#### [The request]
Each line that follows should be printed again exactly as it stands.

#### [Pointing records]
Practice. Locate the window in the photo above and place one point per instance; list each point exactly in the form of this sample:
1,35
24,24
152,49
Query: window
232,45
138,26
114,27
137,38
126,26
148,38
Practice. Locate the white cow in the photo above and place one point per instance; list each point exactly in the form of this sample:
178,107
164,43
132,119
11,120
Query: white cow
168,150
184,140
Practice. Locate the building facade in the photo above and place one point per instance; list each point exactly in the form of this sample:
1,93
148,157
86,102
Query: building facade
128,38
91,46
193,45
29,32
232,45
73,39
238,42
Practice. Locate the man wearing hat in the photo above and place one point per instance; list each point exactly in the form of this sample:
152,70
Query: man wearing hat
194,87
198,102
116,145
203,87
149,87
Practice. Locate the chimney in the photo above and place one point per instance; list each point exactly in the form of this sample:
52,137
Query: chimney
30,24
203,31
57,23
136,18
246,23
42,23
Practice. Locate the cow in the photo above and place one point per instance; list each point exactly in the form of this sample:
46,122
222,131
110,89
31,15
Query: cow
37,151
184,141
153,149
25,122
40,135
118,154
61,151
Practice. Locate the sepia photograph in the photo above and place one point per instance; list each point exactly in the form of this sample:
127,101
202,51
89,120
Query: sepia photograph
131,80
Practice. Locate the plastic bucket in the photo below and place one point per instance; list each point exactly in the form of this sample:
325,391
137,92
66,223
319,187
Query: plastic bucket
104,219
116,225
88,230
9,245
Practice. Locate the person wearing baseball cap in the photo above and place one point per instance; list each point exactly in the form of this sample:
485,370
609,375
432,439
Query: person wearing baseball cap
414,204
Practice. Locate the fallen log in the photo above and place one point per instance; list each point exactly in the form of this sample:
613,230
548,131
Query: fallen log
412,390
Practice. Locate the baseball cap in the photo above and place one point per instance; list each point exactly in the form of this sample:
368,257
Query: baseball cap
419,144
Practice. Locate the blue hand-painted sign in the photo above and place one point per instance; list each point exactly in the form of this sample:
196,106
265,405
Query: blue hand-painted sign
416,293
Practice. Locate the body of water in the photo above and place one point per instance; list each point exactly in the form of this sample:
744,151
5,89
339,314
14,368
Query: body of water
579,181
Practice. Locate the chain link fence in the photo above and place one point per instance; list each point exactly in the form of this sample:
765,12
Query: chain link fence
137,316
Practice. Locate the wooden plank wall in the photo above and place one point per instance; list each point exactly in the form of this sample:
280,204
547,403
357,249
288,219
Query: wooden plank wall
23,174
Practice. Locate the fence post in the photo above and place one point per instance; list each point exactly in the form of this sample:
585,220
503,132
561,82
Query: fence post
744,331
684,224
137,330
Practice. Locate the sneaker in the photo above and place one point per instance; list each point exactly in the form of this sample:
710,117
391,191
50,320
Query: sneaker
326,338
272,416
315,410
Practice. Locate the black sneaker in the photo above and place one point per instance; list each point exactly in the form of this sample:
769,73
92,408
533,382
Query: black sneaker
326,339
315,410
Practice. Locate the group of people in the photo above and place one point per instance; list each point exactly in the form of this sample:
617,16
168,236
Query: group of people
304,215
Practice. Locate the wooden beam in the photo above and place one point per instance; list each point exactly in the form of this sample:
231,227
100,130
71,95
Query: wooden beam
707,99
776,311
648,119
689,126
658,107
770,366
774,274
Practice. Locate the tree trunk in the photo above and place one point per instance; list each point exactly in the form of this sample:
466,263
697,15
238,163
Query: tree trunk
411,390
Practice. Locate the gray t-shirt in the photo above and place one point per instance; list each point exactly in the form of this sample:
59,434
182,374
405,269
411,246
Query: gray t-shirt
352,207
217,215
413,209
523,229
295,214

#### [Solution for this problem]
Practice. Locate the window in the photo above and place one point per instance; list each point exactly in the form of this sample:
1,35
24,24
152,49
Query: window
232,45
138,26
114,27
137,38
126,26
148,38
Practice. Locate the white cow in the photo above and place one point per instance; list each point exactly in the form of this sample:
178,107
164,43
132,119
11,120
Query: white cow
168,150
184,140
Practice. Locate the building facade in the photo above and place one point per instance; list each point exactly in the form of this sample:
1,93
148,157
86,102
Query: building facade
128,38
91,46
193,45
29,32
232,45
73,39
238,42
Practice. Locate the man wearing hat in the photo above and place one point per instance; list each point exactly in the form of this sample:
152,70
Query: man wearing hat
194,87
198,102
116,145
203,87
149,87
Practice. Locate the chimney in the photo above and place one point per instance; list each point exactly in the form of this sample:
52,137
Query: chimney
30,24
203,31
57,23
136,18
246,23
42,23
Practice. Locate the cow in the photo above and place one point per instance; list each point exactly in the form of this sample:
46,122
222,131
110,89
31,15
Query: cow
37,151
184,141
153,149
25,122
40,135
118,154
61,151
Practice. Locate the sepia photograph in the photo above and place one point per instance; list each point exactly in the form of this sample:
127,101
202,51
89,120
Query: sepia photograph
131,80
Practice. Locate the plastic bucket in the photo below and place one point per instance; list each point exactly in the form of this sample:
325,391
137,92
66,223
319,187
Query: plastic bucket
104,219
116,225
88,230
9,245
Practice. Locate the person wearing baseball cap in the photo above and place one point per instance; list each point exactly in the form of this sample:
485,370
609,375
432,439
Query: person wearing baseball cap
414,204
Practice. Locate the fallen log in the photo above and place one point per instance; list each point exactly in the form of this sample:
613,230
548,131
Query: fallen log
412,390
Practice. Locate the baseball cap in the photo above and place one point per instance; list each point exactly in the form of this sample:
368,257
Query: baseball cap
419,144
Practice. Locate the blue hand-painted sign in the photo above and place one point per instance; list each point exactly in the form of this sample:
196,106
265,405
Query: blue hand-painted sign
416,293
Practice. Locate the body of water in the photo above and place one point per instance; list each point exactly in the form of this sample:
744,151
5,89
339,314
14,368
Query: body of water
579,181
Practice. Locate the chain link fence in the photo above and place one point per instance; list each point exactly in the form of this sample:
765,12
Query: chain link fence
137,316
Practice. Locate the wooden plank wall in the photo above and place one point per instance; list each point exactly in the form of this sample:
280,204
547,403
357,249
288,219
Query: wooden plank wall
23,174
Practice. Locate the fence post in the photo above and place one point per instance; list each point exactly in the form of this sample:
585,220
503,132
561,82
Query: fence post
744,331
684,224
137,330
Practice. Locate the sneaker in the photo above and place one point per instance; list each point exactly in the form of this sample:
710,117
391,191
50,320
Query: sneaker
326,338
272,416
315,410
Practice. Locate the black sneaker in the photo above and place one point per instance; list each point exactly in the form of this sample:
769,73
92,408
533,382
Query: black sneaker
326,339
315,410
Practice. Locate the group of people in the photo above and place one point per instance; list each point exactly in the form of this sample:
617,16
168,236
Query: group of people
304,215
Practice. Locate the wooden beam in the photo above and place one point per instance; list each point exactly in the form of this sample:
231,227
100,130
71,95
Query: wooden beam
707,99
776,311
648,119
689,126
658,107
770,366
774,274
Practice. Locate the tree trunk in the photo above and place one point per instance; list each point exactly in the form of this sample:
466,263
697,15
238,163
Query: tree trunk
411,390
Practice. Locate the gray t-shirt in the photo above and place one point per instance; list each point exactly in the form of this sample:
59,434
182,374
405,269
411,246
Query: gray t-shirt
352,207
217,215
413,209
523,229
295,214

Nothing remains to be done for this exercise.